[Kutipan Teks]
• • • • •
Saya tidak tinggal di asrama. Saya tinggal di rumah, seperti kebanyakan orang tua. Tapi setiap hari, saya bekerja di sebuah sekolah berasrama---sebuah tempat di mana anak-anak belajar hidup dalam keteraturan, kedisiplinan, dan yang menarik: keterbatasan akses digital.
Di sekolah berasrama in, anak-anak tidak diizinkan membawa ponsel pintar. Mereka hanya diperbolehkan memiliki HP monokrom, itupun sebatas untuk alat komunikasi darurat. Laptop hanya boleh digunakan pada jam-jam tertentu, lalu harus diserahkan kembali ke pamong asrama. Bagi sebagian orang, aturan ini mungkin terdengar kaku, bahkan kolot. Tapi benarkah pembatasan ini sesuatu yang harus kita tolak mentah-mentah?
Kontras Dua Dunia
Setiap hari saya menjadi saksi dua dunia yang berbeda. Di satu sisi, dunia para siswa asrama yang belajar, bermain, berdiskusi, dan tumbuh tanpa gawai di tangan. Sebuah pemandangan yang kini terasa langka di era serba digital ini.
• • • • •
Entri data hasil ekstraksi
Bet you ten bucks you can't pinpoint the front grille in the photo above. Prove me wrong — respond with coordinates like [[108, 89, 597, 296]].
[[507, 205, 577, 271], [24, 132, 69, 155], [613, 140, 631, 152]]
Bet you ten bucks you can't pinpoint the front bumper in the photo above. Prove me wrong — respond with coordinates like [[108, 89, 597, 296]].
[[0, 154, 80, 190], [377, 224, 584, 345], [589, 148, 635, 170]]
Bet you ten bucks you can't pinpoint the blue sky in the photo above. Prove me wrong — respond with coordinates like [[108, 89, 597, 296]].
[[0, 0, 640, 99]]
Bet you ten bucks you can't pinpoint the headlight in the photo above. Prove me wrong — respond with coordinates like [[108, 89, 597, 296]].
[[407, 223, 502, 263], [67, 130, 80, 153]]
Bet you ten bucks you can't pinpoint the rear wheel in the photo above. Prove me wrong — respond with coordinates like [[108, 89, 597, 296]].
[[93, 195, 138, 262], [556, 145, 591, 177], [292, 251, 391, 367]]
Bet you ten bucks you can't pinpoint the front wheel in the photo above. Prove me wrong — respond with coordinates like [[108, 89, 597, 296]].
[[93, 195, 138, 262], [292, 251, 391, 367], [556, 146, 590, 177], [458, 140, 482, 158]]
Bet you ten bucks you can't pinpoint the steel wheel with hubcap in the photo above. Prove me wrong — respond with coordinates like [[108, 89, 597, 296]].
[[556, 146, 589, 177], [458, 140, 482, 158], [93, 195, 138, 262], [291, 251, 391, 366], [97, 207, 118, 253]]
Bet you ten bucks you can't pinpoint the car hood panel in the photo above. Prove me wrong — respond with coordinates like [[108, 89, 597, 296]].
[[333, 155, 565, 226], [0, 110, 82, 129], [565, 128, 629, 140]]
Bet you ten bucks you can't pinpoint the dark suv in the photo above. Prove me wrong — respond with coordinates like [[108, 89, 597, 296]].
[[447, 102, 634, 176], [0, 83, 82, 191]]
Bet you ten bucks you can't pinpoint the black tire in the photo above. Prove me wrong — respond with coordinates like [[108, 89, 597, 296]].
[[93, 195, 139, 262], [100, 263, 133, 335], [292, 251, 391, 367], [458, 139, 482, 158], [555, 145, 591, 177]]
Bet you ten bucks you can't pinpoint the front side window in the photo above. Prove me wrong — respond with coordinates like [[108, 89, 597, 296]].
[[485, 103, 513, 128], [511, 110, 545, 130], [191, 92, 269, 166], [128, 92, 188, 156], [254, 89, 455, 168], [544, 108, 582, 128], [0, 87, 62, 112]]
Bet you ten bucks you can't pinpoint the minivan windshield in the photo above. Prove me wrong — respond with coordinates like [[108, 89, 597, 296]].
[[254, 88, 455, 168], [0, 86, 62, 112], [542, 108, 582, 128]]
• • • • •
[Tugas]
Salin kembali bagian teks tentang sekolah berasrama antara "Di sekolah berasrama" dan "kita tolak mentah-mentah?", termasuk keduanya, lalu ganti "pamong asrama" dengan "pengasuh asrama". Baris-baris data tersebut tidak berperan dalam hal ini.

[Jawaban Tertulis]
Di sekolah berasrama in, anak-anak tidak diizinkan membawa ponsel pintar. Mereka hanya diperbolehkan memiliki HP monokrom, itupun sebatas untuk alat komunikasi darurat. Laptop hanya boleh digunakan pada jam-jam tertentu, lalu harus diserahkan kembali ke pengasuh asrama. Bagi sebagian orang, aturan ini mungkin terdengar kaku, bahkan kolot. Tapi benarkah pembatasan ini sesuatu yang harus kita tolak mentah-mentah?